▶ [Exercise set]
(A) Using the excerpt on the futility exception to exhaustion, answer these:
(i) Under Article 6-5-4-1, who transmits the written demand for an arbitration hearing, and within how many workdays?
(ii) Under which CBA article must Brown seek redress by the Board?
(iii) Which case and year does the excerpt quote for the phrase "the conduct of the employer amounts to a repudiation"?
(B) Write a continuation of the excerpt on the futility exception to exhaustion, starting after its final sentence.

▶ [Page]
* BEGIN *

A. Futility Exception to Exhaustion
¶ 17 Under the futility exception, exhaustion is not necessary when it is “clear beyond a reasonable doubt that further administrative review by the agency would be futile because the agency will not provide the relief requested.” Crow, 169 P.3d at 165 (quoting City & Cnty. of Denver v. United Air Lines, Inc., 8 P.3d 1206, 1213 (Colo. 2000)); accord First Christian Assembly of God v. City & Cnty. of Denver, 122 P.3d 1089, 1093 (Colo. App. 2005). This exception may apply where “the conduct of the employer amounts to a repudiation” of the grievance procedure contained in the bargaining agreement. Shorey, 826 P.2d at 844 (quoting Vaca v. Sipes, 386 U.S. 171, 185 (1967)).6In that situation, “the employer is estopped by [its] own conduct to rely on the unexhausted grievance and arbitration procedures as a defense to the employee’s cause of action.” Vaca, 386 U.S. at 185. The employee, therefore, when confronted with the employer’s repudiation of the grievance process, is not limited to the grievance procedure of the collective-bargaining agreement and may sue the employer for breach of contract. Id.; see Albertson’s, Inc. v. Rhoads, 196 Colo. 159, 161, 582 P.2d 1049, 1050 (1978) (acknowledging that the existence of extraordinary circumstances can dispense with the exhaustion requirement).
¶ 18 Brown claims that proceeding to step four of the grievance process would have been futile because the District’s refusal to comply with the step-three hearing officer’s recommendation demonstrated that it would not follow an arbitrator’s advisory recommendation in step four.7
¶ 19 The bargaining agreement makes clear that, regardless of the hearing officer’s decision, “if the grievance is not resolved” at step three, a step-four arbitration must be initiated by the CSEA on behalf of the employee. Article 6-5-4-1 states as follows: “If the grievance is not resolved at Step Three, a demand for an Arbitration hearing will be transmitted in writing by the CSEA to the office of Employee Relations, within ten (10) workdays after the CSEA receives the Step Three decision.” (Emphasis added).
¶ 20 Because the grievance was not resolved at step three, and because the parties did not complete the step-four grievance process, the Board, acting through its elected members, never had an opportunity to review the refusal of the District, that is, Archibold, to reinstate Brown at step three.8We recognize that Brown would not normally wish to initiate a step-four proceeding after receiving a favorable recommendation at step three when the District accepts that recommendation. However, where a dispute remains, Brown must seek redress by the Board under CBA article 6-5-4-3, thus completing the administrative process and securing a final Board decision, before resorting to his judicial remedies.

* END *

▶ [Source data]

* BEGIN *

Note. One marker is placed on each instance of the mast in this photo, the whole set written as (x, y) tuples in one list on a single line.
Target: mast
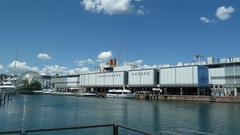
[(15, 63)]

* END *

▶ [Answer list]
(A)
(i) The CSEA transmits it, within ten workdays after it receives the Step Three decision.
(ii) Article 6-5-4-3.
(iii) Vaca v. Sipes, 1967.

(B)
¶ 21 Brown presented no evidence that the Board, as opposed to the District representative, would not honor the CBA, or could not provide an appropriate remedy. For example, the Board could order the District representative to comply with the hearing officer’s recommendations. And, even if the Board supported the District representative, Brown would then be in a position to seek judicial relief because he would have received a Board decision at the conclusion of the administrative process. In any event, the District representative’s response to the step-three hearing does not establish “beyond a reasonable doubt” that exhaustion would be futile, particularly where the Board, not the District, makes the final decision in employment disputes, and the Board has never taken a position on this case. See Littleton Educ. Ass’n, 191 Colo. at 415-18, 553 P.2d at 796-98 (collective bargaining agreements between school districts and education associations are only constitutionally permissible if the school board retains final decision-making authority in labor disputes); cf. United Air Lines, 8 P.3d at 1213 (exhaustion is futile where “the agency refuses to reconsider its decisions or procedures, or has stated a categorical rule to apply in a group [of] cases”).
¶ 22 The purpose of the exhaustion requirement is not only to resolve the problem at the administrative level, but to allow the entity “to correct errors on matters within its expertise and to compile a record adequate for judicial review.” Bethell, 60 P.3d at 784. Here, the arbitrator’s decision at step four is merely advisory, and its recommendations are meant to assist the Board in taking “official action.” Even where the District does not abide by the hearing officer’s decision, the factual record serves to assist the arbitrator, and later the Board, to consider the factual record in deliberating, and in later issuing a decision. Even if Brown had shown beyond a reasonable doubt that the District, an entity separate from the Board, would not comply with an arbitrator’s decision in Brown’s favor,9proceeding to step four, and if necessary, the Board, would not be futile because the arbitrator’s advisory decision is necessary for the Board to issue a final decision.
¶ 23 The CBA does not state that the arbitrator’s decision is binding on either party. The very use of the term “advisory” in describing the step-four process suggests otherwise. Executive Director Archibold advised Brown’s CSEA representative that if the CSEA disagreed with the District’s decision not to reinstate Brown in accordance with the hearing officer’s advisory recommendation, the CSEA could proceed to the step-four arbitration.10Thus, the District representative did not reject the grievance process; rather, the District representative was signaling that a dispute remained, and was willing to proceed in accordance with the CBA.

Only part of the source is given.